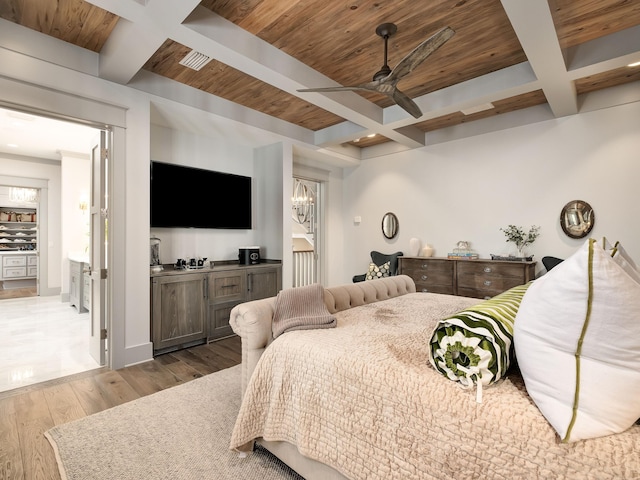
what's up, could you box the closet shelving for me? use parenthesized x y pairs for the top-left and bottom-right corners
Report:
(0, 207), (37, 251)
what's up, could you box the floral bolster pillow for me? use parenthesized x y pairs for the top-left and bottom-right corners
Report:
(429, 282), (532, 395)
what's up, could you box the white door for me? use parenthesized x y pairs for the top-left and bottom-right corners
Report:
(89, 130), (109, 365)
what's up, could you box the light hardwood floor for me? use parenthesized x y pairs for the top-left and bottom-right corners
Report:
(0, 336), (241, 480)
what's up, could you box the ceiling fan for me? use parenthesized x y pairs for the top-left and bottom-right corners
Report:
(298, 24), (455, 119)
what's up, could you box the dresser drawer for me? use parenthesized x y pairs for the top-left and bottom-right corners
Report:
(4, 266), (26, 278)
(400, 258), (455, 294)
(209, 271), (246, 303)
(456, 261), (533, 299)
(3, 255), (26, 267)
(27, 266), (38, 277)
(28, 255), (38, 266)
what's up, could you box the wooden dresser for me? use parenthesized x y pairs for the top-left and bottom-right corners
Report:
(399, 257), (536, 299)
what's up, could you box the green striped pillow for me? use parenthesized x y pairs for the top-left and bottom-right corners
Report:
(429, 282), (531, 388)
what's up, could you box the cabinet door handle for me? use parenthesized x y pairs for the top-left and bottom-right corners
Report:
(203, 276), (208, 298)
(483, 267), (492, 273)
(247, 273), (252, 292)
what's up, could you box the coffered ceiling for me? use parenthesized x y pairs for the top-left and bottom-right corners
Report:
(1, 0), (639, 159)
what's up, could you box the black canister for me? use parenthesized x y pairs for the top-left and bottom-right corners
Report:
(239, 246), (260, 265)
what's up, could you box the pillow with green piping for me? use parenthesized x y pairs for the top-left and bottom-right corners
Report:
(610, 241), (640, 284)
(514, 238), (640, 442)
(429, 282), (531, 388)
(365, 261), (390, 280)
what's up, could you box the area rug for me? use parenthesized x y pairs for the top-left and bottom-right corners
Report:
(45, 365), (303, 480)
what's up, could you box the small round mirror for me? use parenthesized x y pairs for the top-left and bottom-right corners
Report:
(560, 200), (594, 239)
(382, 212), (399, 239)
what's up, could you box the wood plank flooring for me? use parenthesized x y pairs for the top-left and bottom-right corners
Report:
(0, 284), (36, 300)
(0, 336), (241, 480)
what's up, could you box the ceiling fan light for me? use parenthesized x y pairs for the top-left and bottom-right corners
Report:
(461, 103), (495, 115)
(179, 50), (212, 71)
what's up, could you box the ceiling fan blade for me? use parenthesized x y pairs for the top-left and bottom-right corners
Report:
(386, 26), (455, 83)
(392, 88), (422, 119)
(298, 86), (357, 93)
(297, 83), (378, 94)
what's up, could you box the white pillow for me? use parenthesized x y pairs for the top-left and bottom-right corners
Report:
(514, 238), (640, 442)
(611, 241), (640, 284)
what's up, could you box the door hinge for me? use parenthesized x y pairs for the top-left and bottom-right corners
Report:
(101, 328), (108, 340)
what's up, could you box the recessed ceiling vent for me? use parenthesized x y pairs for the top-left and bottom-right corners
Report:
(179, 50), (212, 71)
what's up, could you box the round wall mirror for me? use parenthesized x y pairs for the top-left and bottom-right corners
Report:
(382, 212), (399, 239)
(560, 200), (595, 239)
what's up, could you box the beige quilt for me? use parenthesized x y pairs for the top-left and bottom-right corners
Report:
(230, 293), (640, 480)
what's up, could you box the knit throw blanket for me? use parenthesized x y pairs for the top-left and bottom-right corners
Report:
· · · ·
EXERCISE DESCRIPTION. Set down the full listing above with its wording unchanged. Leave out its images.

ANSWER BOX.
what's up, could you box the closet shelving for me? use parenthesized x y pairs for the top-left and bottom-right corners
Report:
(0, 207), (37, 251)
what's up, could you box the floral bolster pillow for me? use parenthesized x y pairs for the top-left and bottom-right corners
Report:
(429, 282), (532, 395)
what's up, could you box the white door for me? use parenthesized x y pairs for the top-left and bottom-right corners
Report:
(89, 130), (109, 365)
what's up, could you box the light hardwood floor for me? use parenthesized x y pairs for the top-left and bottom-right corners
Report:
(0, 336), (241, 480)
what's up, could you box the ceiling fan for me? use parenthesized x y pairs for the top-left and bottom-right corners
Report:
(298, 24), (455, 119)
what's up, could you box the dresser drawer for me? use parenthesized x y pairs for the top-left and bottom-right corners
Report:
(4, 266), (26, 278)
(400, 258), (455, 294)
(209, 271), (246, 303)
(456, 261), (533, 299)
(3, 255), (26, 267)
(27, 266), (38, 277)
(28, 255), (38, 266)
what's up, could you box the wooden dresser for me? use parenthesized x y pairs for the top-left and bottom-right corners
Report:
(399, 257), (536, 299)
what's up, could you box the green striped pillow for me? use parenthesized x y pairs for the top-left and bottom-right corners
Report:
(429, 282), (531, 388)
what's up, could you box the cabinet door handle for me? use parenthesized x y pairs for the top-left and bottom-right corners
Report:
(203, 276), (208, 298)
(483, 267), (492, 273)
(247, 273), (252, 292)
what's up, could you box the coffered ceiling for me? use parenthesized x y pairs for the top-left and bottom-right corners
Report:
(1, 0), (639, 159)
what's up, could you box the black canister for me? use parenthesized x y pairs for the top-left and bottom-right corners
Report:
(239, 246), (260, 265)
what's up, could you box the pillow with green piping for me? use parenthesized x y pairs for the top-left and bottom-right corners
Report:
(610, 241), (640, 284)
(514, 238), (640, 442)
(429, 282), (531, 388)
(365, 261), (390, 280)
what's up, could you box the area rug for me? use parenthesized x y pairs for the top-left and bottom-right corners
Report:
(45, 365), (303, 480)
what's up, could you box the small round mirror for me? use parenthesized x y pairs for the top-left and bottom-right corners
Report:
(560, 200), (594, 239)
(382, 212), (399, 239)
what's up, could you box the wood plank flooring for me? use parenthesized x y pairs for the top-left and bottom-right corners
Report:
(0, 284), (36, 300)
(0, 336), (241, 480)
what's up, could you box the ceiling fan light for me? use parenthesized x y pairs for the top-left and bottom-right corners
Report:
(461, 103), (495, 115)
(179, 50), (212, 71)
what's up, could you box the ceiling fan blade for me? use parenthesized x y pairs for the top-left and bottom-right corners
Report:
(386, 26), (455, 83)
(392, 88), (422, 119)
(298, 86), (357, 93)
(297, 83), (378, 94)
what's up, could you box the white pillow for me? use parenthesized x y pairs for the top-left and bottom-right corners
Report:
(514, 238), (640, 442)
(611, 241), (640, 284)
what's up, could you box the door hinge for me? use parenthesized x y pairs for the top-left and bottom-right corners
Report:
(101, 328), (108, 340)
what's up, could you box the recessed ceiling vent for me? use parenthesized x y pairs for the top-left and bottom-right corners
Report:
(179, 50), (212, 71)
what's up, could you box the round wall mirror for me? use parenthesized x y pairs for the top-left and bottom-right corners
Report:
(382, 212), (399, 239)
(560, 200), (595, 239)
what's up, could you box the beige quilt for me? use parenthesized x y pairs for the top-left and bottom-right corners
Report:
(230, 293), (640, 480)
what's up, could you box the knit throw blanket for me? use parenthesized x y pairs for the top-left and bottom-right corners
Report:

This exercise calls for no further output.